Direction 1:
Can you give the records below again with "instance" switched to "occurrence" and nothing else changed?

Text passage:
Alcehmical Door, Roome

On the Esquiline hill near Piazza Vittoria are the remains of the villa built by the marquis Palombara. Of interest is the Alchemical Door, a magic portal. One night the the alchemist Giustiniano Bono, disguised as a pilgrim, spent the night in the villa. While everyone was sleeping, he searched the garden looking for a herb with the Midas’ Touch. He was last seen going through the Alchemical Door. Near the door flakes of gold were found as well as a paper full of mysterious writings and symbols. The marquis had these symbols engraved on all the villa’s gates hoping someone could translate them.

Flanking the door are two grotesque creatures probably representing the Egyptian divinity Bes.

There have been claims that Athanasius Kircher and Bernini helped design the door. Apparently in 1656, after visiting Christina of Sweden’s alchemical laboratory in Riario Palace (now Palazzo Corsini),  the marquis Palombara became interested in alchemical transmutation.

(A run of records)
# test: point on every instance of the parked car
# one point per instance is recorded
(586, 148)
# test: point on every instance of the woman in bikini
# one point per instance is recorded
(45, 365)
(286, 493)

Direction 2:
Could you rewrite the paragraph of the Alchemical Door text that begins "On the Esquiline hill" more briefly, keeping its main facts?

Exercise answer 1:
# test: point on every occurrence of the parked car
# one point per occurrence is recorded
(586, 148)
# test: point on every occurrence of the woman in bikini
# one point per occurrence is recorded
(45, 365)
(286, 493)

Exercise answer 2:
The remains of the marquis Palombara's villa stand on the Esquiline hill near Piazza Vittoria and include the Alchemical Door, a magic portal. One night the alchemist Giustiniano Bono, disguised as a pilgrim, stayed in the villa. While everyone slept, he searched the garden for a herb with the Midas’ Touch. He was last seen going through the door. Near it, flakes of gold and a paper of mysterious writings and symbols were found. The marquis had the symbols engraved on all the villa's gates, hoping someone could translate them.